▶ [Provided data]:
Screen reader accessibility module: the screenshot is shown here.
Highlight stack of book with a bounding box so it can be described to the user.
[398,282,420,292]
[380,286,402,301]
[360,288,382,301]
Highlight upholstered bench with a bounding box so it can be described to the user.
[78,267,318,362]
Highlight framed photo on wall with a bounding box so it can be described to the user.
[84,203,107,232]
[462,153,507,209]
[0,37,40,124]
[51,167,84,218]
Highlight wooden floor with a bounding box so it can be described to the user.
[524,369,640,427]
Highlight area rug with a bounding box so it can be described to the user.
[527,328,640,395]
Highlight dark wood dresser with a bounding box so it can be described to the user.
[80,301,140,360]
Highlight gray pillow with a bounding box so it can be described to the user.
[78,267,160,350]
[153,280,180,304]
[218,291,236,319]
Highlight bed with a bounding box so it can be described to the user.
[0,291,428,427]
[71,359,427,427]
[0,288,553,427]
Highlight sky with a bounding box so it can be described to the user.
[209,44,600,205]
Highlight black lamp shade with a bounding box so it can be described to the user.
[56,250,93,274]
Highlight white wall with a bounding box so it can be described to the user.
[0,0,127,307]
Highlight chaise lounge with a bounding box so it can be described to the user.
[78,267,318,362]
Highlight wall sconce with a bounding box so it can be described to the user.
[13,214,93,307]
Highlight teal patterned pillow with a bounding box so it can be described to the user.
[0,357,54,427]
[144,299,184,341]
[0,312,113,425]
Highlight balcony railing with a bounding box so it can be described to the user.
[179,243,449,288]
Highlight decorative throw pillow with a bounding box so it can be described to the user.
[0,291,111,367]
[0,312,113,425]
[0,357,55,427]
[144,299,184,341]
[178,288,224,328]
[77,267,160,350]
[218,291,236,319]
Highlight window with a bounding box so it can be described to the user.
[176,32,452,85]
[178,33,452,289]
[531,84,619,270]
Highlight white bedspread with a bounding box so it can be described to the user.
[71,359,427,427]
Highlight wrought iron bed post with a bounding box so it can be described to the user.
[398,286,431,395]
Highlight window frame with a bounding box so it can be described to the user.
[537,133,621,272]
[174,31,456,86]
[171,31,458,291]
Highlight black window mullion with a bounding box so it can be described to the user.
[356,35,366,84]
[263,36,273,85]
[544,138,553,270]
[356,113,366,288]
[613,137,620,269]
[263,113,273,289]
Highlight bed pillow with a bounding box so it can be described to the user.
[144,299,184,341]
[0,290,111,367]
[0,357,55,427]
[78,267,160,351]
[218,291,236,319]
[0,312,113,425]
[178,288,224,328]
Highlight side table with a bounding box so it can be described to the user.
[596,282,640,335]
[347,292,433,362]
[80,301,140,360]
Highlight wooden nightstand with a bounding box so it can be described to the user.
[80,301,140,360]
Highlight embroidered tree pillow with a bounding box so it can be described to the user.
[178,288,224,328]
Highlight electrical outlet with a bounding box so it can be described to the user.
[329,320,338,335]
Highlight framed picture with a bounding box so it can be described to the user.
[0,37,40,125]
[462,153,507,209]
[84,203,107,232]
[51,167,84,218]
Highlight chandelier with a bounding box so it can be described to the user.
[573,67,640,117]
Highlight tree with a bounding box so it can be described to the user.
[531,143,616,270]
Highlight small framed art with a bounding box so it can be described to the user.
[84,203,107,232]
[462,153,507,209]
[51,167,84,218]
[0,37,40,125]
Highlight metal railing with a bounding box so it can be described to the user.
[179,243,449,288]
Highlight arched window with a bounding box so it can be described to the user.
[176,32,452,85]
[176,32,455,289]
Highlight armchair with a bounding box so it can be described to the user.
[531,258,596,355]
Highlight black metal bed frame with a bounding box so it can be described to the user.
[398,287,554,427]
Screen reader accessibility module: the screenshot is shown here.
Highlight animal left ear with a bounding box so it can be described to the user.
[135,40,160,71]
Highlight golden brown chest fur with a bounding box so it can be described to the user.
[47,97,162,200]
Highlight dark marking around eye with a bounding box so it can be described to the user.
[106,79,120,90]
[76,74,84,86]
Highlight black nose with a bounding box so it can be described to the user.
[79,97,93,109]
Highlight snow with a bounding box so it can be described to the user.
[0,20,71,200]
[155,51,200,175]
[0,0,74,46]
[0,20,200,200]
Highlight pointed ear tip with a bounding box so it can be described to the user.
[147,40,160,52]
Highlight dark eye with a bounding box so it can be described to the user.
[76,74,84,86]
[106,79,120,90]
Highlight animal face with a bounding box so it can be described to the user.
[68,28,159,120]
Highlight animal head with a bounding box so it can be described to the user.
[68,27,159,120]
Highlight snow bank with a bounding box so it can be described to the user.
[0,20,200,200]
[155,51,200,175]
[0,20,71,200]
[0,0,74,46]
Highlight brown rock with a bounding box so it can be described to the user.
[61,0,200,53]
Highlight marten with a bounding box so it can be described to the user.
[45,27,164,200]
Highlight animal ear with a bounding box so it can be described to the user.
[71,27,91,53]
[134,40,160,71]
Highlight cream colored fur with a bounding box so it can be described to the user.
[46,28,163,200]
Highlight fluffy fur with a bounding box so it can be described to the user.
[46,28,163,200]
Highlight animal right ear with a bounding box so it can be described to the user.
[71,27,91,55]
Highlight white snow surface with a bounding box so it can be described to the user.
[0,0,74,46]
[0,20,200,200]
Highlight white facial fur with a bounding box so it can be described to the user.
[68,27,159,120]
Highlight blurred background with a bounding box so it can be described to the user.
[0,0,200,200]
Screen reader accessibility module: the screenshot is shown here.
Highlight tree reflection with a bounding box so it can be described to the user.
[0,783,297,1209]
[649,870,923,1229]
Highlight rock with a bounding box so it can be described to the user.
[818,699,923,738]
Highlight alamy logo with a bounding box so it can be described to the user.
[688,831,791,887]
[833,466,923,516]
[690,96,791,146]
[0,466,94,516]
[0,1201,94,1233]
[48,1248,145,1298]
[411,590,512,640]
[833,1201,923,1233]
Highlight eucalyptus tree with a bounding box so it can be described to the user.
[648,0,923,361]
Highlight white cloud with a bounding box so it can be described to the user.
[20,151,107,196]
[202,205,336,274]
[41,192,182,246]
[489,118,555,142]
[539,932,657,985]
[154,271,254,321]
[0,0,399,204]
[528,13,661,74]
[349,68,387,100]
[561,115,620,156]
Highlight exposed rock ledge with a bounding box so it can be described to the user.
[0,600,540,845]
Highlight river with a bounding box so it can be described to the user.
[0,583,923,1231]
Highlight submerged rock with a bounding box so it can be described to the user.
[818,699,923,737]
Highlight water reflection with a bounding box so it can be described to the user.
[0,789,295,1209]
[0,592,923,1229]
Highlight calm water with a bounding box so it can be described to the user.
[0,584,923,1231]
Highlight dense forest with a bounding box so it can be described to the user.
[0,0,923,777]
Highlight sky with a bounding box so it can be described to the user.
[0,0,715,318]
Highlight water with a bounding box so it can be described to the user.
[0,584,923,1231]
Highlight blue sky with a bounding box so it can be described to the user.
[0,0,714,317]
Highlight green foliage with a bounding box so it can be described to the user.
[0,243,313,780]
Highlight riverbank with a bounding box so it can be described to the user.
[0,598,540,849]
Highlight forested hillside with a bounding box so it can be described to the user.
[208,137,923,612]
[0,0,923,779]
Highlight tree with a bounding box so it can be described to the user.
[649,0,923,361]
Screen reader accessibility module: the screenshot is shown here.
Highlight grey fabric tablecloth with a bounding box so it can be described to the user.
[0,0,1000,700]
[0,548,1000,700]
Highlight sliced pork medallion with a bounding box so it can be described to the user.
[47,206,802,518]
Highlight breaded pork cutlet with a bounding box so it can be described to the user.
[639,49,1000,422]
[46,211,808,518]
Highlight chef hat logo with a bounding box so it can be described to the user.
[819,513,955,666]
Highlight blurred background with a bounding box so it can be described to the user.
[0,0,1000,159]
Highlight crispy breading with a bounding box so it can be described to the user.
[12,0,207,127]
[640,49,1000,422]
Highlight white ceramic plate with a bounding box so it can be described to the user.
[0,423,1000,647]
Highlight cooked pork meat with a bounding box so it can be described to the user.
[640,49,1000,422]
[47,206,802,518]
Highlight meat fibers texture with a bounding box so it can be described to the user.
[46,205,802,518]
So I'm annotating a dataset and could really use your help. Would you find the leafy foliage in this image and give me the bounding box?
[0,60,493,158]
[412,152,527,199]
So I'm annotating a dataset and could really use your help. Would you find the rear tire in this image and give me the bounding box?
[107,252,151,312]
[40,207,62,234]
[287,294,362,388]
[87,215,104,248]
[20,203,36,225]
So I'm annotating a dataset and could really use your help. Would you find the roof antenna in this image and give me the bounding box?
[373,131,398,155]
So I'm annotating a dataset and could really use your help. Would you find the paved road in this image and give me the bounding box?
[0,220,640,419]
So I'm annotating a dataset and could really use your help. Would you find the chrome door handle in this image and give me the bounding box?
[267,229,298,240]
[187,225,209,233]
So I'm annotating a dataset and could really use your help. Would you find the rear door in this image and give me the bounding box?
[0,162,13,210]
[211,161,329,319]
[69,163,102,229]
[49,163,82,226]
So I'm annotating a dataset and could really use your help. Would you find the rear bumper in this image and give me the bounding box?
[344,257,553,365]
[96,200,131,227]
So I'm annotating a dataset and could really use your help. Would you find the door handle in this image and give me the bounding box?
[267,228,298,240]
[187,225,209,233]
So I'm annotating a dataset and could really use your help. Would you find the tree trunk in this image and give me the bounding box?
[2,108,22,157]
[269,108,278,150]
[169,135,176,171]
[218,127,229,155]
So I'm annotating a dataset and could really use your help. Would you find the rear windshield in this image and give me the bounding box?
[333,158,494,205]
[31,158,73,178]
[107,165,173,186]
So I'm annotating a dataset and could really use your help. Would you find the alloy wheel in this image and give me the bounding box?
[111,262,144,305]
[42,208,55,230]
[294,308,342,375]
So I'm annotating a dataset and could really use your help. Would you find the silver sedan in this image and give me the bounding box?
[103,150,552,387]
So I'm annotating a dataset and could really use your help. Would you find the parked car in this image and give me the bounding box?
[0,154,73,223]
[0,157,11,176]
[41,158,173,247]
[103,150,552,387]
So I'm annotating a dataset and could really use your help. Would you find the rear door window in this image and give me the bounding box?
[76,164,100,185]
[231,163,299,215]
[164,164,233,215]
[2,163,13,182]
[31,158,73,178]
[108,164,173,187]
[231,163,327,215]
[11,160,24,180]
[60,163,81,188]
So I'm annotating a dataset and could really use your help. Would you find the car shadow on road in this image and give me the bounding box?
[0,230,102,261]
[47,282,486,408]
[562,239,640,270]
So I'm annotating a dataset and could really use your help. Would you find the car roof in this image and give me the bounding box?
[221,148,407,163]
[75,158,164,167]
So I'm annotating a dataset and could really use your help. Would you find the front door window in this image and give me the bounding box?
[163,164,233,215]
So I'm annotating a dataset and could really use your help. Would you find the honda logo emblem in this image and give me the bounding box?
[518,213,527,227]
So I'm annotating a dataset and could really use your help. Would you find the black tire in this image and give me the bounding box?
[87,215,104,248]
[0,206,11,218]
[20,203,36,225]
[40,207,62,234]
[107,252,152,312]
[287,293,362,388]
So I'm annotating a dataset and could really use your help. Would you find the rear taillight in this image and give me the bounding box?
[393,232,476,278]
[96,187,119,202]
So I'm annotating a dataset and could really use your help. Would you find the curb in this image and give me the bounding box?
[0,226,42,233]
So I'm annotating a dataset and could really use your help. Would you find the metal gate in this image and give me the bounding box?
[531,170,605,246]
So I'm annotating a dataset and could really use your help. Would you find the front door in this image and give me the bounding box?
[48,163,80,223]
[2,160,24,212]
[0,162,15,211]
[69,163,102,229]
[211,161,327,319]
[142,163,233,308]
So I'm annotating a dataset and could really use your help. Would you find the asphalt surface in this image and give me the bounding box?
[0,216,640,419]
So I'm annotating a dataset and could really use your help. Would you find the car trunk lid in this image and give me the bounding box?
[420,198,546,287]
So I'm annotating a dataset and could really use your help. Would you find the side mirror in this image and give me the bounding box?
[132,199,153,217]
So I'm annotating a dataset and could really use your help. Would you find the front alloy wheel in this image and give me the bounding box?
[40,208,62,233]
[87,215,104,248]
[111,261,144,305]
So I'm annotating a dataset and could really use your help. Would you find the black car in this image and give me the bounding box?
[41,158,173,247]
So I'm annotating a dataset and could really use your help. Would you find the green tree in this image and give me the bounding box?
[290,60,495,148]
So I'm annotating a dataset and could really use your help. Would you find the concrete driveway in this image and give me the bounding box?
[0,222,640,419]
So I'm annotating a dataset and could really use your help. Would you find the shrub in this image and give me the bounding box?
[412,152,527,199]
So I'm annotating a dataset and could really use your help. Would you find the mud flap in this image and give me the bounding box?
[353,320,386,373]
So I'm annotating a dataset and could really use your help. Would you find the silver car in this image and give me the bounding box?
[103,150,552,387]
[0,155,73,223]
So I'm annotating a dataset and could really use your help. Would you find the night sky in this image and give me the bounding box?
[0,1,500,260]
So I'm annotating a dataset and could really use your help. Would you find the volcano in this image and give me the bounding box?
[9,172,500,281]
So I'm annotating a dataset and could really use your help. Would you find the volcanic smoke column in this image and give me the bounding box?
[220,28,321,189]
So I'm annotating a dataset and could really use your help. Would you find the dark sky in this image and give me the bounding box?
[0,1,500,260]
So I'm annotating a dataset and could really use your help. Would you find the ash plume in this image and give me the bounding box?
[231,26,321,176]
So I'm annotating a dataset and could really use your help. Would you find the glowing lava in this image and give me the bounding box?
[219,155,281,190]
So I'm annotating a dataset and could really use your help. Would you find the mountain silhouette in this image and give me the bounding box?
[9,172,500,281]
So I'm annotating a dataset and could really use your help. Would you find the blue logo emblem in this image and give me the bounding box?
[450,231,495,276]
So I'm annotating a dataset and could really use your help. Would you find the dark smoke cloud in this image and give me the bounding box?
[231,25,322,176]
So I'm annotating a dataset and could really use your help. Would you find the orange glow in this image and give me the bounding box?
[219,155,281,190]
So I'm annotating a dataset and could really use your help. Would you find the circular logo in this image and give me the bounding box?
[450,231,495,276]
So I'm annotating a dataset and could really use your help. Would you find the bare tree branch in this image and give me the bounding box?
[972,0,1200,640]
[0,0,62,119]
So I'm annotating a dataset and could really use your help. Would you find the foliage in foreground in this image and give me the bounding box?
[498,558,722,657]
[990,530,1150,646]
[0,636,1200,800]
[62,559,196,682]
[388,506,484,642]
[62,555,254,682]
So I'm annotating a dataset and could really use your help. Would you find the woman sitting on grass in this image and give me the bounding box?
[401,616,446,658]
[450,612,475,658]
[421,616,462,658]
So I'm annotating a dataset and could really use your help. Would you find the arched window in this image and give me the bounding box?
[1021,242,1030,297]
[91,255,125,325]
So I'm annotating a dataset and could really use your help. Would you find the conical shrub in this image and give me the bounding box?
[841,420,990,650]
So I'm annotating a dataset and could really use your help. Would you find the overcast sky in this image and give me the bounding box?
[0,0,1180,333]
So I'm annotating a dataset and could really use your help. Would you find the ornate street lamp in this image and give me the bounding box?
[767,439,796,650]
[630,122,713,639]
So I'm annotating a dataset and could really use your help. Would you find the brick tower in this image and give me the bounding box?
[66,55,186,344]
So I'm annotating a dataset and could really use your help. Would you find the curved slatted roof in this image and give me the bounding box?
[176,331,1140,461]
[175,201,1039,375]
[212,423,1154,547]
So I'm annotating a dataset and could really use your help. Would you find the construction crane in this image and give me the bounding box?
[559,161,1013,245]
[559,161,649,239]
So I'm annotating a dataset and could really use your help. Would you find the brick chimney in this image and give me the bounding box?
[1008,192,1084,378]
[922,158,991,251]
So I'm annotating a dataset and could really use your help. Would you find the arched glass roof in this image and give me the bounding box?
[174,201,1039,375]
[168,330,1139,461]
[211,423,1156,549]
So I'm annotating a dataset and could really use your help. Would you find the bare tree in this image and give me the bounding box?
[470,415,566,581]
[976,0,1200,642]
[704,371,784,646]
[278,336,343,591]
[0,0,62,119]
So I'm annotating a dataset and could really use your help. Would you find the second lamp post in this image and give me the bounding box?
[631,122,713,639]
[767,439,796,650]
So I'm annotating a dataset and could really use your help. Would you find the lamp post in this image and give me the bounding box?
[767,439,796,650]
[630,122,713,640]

▶ [Exercise requirements]: Please turn the lines of the data above, from the line containing "the car roof" through the line containing "[75,158,164,167]", inclusive, into a numbered list with blank lines omitted.

▶ [Task solution]:
1. So I'm annotating a dataset and could really use your help. Would you find the car roof in this image and give me the bounding box?
2. [221,148,407,163]
3. [75,158,164,167]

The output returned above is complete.